== Teks Sumber ==
##############################
Penulis :
Muhammad Suharsono, S.K.M., M.kes
Wakil Ketua Persakmi (Perhimpunan Sarjana dan Profesional Kesehatan Masyarakat Indonesia)
DALAM teori H.L Blum bahwa derajat kesehatan ditentukan oleh lingkungan, perilaku (gaya hidup), pelayanan kesehatan dan genetik/ keturunan.
Gaya hidup yang tidak baik, tidak rutin berolahraga, pola makan yang berlebihan menyebabkan obesitas, diabetes dan penyakit lain juga makan yang terlalu kekurangan gizi pun juga menyebabkan gizi buruk, merokok dan lainnya. Kebiasaan tindakan yang tidak sehat tentu akan merujuk pada suatu penyakit.
Di bulan Ramadhan, gaya hidup atau perilaku kita diubah selama 30 hari. Tubuh kita dituntut untuk tidak makan, tidak minum, bagi perokok untuk tidak merokok, untuk emosi kita harus ditahan, di tuntut untuk sabar, ikhlas dan hal lainnya. Dari sahur atau subuh hari hingga berbuka atau petang hari (kurang lebih 14 jam).
Gaya hidup yang berbeda dari bulan-bulan lainnya tentunya memberikan dampak bagi tubuh kita, salah satunya yaitu kesehatan.
##############################
== Data yang Diberikan ==
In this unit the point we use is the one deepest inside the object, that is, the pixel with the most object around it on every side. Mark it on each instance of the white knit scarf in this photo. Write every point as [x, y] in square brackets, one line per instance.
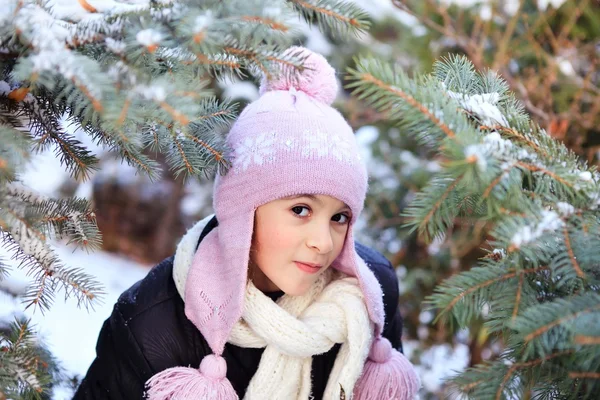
[296, 328]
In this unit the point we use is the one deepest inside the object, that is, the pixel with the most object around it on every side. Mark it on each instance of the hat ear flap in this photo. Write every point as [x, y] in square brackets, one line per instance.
[216, 282]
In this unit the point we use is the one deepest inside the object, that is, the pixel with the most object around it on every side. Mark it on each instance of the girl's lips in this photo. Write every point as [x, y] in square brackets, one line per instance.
[307, 268]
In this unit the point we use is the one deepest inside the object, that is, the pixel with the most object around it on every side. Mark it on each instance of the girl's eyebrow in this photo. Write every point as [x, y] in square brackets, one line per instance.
[314, 198]
[310, 196]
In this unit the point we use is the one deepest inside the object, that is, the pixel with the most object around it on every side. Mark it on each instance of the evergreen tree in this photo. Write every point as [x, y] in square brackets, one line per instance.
[537, 287]
[132, 75]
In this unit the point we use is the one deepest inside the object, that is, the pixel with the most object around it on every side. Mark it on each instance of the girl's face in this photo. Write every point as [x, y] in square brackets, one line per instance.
[295, 240]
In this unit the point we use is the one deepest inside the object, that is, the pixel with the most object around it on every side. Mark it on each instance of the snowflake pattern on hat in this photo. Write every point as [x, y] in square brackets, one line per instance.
[254, 150]
[263, 149]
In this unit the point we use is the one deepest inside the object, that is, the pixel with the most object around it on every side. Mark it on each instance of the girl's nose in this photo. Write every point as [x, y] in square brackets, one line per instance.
[320, 238]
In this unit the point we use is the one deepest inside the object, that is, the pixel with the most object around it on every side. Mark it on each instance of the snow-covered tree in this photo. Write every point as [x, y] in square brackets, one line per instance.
[537, 288]
[134, 76]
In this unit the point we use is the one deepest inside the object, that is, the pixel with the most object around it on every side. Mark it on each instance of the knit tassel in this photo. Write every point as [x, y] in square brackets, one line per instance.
[387, 375]
[181, 383]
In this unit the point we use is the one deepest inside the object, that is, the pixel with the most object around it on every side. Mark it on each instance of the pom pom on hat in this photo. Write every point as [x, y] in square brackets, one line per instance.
##############################
Tolong salin tanpa perubahan bagian teks sumber tentang gaya hidup dan kesehatan di bulan Ramadhan, mulai dari "DALAM teori H.L" sampai dengan "satunya yaitu kesehatan.".

== Penyelesaian Latihan ==
DALAM teori H.L Blum bahwa derajat kesehatan ditentukan oleh lingkungan, perilaku (gaya hidup), pelayanan kesehatan dan genetik/ keturunan.
Gaya hidup yang tidak baik, tidak rutin berolahraga, pola makan yang berlebihan menyebabkan obesitas, diabetes dan penyakit lain juga makan yang terlalu kekurangan gizi pun juga menyebabkan gizi buruk, merokok dan lainnya. Kebiasaan tindakan yang tidak sehat tentu akan merujuk pada suatu penyakit.
Di bulan Ramadhan, gaya hidup atau perilaku kita diubah selama 30 hari. Tubuh kita dituntut untuk tidak makan, tidak minum, bagi perokok untuk tidak merokok, untuk emosi kita harus ditahan, di tuntut untuk sabar, ikhlas dan hal lainnya. Dari sahur atau subuh hari hingga berbuka atau petang hari (kurang lebih 14 jam).
Gaya hidup yang berbeda dari bulan-bulan lainnya tentunya memberikan dampak bagi tubuh kita, salah satunya yaitu kesehatan.